Stored records:
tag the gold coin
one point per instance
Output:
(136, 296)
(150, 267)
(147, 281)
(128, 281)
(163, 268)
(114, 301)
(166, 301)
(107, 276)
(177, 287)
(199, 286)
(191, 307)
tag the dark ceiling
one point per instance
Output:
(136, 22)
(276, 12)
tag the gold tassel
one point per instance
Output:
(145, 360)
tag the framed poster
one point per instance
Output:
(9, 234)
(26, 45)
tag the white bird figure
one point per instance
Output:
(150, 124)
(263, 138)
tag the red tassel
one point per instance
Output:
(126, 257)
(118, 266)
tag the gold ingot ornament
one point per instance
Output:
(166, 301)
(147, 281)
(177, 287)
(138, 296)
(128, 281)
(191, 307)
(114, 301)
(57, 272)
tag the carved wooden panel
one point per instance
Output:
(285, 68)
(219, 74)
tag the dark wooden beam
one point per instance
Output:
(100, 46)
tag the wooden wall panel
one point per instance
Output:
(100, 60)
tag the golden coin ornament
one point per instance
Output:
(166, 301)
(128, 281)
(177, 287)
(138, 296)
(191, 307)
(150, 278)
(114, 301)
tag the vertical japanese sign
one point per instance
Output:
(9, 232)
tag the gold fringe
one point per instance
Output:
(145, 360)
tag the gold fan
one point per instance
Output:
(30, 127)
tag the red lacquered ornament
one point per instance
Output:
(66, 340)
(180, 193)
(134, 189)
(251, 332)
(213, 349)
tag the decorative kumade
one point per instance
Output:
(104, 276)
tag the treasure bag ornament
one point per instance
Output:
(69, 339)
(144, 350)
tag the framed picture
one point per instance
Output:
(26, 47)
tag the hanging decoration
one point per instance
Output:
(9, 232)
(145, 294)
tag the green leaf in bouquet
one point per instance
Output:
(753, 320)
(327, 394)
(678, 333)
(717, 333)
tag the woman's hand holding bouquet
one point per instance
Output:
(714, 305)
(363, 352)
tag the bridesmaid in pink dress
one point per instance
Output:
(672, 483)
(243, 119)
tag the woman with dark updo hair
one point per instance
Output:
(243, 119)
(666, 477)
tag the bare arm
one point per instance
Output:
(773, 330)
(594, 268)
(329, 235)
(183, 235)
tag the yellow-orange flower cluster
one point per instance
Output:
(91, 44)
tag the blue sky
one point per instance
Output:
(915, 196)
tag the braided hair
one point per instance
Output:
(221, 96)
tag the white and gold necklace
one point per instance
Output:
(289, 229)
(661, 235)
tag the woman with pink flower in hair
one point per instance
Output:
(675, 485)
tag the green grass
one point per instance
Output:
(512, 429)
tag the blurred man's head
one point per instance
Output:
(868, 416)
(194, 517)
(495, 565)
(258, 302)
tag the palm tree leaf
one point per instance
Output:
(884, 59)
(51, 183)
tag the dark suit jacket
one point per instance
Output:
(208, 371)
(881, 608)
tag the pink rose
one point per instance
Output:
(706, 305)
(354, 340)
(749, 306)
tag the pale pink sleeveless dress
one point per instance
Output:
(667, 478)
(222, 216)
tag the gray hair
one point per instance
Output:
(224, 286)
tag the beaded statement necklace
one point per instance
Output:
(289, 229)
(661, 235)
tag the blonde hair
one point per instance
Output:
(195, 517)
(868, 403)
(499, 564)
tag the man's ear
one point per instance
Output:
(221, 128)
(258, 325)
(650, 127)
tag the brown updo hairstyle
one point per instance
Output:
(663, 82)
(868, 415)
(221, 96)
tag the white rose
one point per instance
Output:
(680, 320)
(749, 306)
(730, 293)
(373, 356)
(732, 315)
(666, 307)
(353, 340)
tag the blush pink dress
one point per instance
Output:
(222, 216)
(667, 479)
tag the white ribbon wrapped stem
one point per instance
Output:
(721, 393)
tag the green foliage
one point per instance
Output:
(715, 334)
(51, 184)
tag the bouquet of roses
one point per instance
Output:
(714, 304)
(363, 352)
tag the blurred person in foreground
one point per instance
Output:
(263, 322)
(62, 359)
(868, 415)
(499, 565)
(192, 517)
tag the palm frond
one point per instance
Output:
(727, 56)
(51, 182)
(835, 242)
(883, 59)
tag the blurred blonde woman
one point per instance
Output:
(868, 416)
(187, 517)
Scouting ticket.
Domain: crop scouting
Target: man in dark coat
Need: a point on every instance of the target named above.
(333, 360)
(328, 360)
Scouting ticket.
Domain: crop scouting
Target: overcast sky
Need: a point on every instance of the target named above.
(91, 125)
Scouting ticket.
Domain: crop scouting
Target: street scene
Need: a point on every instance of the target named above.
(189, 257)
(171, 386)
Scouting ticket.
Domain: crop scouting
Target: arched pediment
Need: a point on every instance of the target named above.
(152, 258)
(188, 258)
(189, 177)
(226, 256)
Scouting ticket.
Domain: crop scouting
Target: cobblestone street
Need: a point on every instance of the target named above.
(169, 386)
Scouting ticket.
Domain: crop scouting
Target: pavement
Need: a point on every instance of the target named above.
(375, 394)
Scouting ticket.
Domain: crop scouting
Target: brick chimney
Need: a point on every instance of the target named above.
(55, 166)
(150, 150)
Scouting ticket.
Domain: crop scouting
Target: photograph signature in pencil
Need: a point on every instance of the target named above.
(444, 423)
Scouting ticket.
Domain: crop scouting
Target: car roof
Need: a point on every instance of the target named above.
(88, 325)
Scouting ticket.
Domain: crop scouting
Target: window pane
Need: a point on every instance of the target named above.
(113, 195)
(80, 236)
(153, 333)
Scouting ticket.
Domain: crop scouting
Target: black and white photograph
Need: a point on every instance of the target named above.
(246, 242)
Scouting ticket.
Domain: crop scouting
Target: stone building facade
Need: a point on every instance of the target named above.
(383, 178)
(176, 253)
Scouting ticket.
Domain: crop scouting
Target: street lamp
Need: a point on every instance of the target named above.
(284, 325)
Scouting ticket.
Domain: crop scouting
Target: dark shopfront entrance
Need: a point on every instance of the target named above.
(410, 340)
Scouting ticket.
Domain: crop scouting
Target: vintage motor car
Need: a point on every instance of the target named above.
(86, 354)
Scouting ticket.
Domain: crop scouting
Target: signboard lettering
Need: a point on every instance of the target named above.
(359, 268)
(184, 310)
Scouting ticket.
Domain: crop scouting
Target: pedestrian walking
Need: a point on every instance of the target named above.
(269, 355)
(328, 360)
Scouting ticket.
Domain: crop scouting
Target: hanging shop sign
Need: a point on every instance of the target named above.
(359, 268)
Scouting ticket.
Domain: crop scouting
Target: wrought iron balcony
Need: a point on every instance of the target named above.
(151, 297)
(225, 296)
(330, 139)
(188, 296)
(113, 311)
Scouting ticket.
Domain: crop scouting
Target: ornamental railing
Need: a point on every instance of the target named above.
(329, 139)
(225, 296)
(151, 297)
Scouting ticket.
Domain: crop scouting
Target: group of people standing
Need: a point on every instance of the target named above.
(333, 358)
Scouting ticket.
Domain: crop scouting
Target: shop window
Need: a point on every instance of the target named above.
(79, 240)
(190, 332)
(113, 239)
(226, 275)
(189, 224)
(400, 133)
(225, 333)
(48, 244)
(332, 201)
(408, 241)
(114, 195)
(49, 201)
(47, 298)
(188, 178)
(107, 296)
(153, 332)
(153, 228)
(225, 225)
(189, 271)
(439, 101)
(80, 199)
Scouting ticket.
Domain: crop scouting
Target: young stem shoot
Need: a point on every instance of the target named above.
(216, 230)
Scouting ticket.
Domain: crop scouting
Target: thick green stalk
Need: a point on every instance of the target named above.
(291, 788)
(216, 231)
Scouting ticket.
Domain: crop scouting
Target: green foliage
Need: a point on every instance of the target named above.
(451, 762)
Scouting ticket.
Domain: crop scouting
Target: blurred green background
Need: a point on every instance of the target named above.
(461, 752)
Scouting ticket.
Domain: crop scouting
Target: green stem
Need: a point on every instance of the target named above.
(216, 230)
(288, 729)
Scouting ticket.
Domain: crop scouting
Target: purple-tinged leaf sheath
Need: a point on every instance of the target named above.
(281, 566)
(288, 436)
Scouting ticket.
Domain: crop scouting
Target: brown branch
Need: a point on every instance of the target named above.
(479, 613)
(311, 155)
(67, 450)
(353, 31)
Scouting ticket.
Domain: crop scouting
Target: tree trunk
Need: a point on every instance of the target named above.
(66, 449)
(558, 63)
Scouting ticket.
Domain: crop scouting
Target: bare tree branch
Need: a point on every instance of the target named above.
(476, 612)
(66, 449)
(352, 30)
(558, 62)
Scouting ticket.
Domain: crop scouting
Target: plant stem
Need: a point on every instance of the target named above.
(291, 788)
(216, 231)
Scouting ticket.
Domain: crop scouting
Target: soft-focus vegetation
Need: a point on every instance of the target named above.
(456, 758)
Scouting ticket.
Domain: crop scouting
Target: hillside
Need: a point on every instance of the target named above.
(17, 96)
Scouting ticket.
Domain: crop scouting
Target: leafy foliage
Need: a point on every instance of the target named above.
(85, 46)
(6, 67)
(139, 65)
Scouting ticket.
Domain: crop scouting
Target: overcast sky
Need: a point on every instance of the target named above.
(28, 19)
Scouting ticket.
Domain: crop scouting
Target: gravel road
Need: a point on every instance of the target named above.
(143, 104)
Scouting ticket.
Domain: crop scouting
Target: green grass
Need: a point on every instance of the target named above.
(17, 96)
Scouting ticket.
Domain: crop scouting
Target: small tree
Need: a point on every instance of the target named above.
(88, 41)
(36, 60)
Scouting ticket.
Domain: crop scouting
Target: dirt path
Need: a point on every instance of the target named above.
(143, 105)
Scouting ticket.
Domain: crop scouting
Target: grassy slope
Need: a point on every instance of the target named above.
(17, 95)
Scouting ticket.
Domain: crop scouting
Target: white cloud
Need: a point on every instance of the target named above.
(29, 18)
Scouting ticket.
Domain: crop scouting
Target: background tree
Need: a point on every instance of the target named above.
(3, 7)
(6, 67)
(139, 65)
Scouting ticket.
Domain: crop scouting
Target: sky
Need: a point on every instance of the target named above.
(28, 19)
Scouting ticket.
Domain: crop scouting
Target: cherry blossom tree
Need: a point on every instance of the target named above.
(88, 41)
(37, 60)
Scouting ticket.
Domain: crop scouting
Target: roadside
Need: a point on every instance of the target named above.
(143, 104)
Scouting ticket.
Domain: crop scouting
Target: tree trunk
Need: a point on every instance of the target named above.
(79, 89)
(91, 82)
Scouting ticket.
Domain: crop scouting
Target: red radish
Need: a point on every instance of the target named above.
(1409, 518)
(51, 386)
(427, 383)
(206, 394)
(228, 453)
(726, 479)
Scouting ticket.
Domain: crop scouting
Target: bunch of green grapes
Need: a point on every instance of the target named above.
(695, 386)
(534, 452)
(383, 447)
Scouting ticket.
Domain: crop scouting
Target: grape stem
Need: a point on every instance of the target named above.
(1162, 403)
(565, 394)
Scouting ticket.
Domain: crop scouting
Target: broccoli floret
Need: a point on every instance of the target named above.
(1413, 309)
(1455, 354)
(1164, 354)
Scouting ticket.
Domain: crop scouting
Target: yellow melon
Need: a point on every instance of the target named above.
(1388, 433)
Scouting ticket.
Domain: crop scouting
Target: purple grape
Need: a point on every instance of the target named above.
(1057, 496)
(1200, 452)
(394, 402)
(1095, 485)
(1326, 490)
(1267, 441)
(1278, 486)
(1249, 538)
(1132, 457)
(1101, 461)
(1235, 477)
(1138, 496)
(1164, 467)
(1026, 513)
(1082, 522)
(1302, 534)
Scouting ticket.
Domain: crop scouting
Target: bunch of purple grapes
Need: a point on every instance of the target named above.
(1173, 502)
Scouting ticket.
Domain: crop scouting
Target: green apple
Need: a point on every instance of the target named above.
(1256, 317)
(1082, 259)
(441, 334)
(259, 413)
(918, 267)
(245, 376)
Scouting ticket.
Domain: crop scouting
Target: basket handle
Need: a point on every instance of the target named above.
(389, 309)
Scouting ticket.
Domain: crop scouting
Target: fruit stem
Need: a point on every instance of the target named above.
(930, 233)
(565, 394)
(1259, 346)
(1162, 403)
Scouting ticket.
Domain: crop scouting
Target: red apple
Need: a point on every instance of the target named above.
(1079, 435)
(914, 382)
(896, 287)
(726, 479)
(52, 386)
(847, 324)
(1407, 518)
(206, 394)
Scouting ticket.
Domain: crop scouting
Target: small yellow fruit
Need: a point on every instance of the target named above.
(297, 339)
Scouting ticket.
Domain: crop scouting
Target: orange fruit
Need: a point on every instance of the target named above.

Task details:
Pull out every line of the material above that contains the string "street", copying each one in full. Case counts.

Solved exercise:
Target: street scene
Target: cobblestone street
Target: street lamp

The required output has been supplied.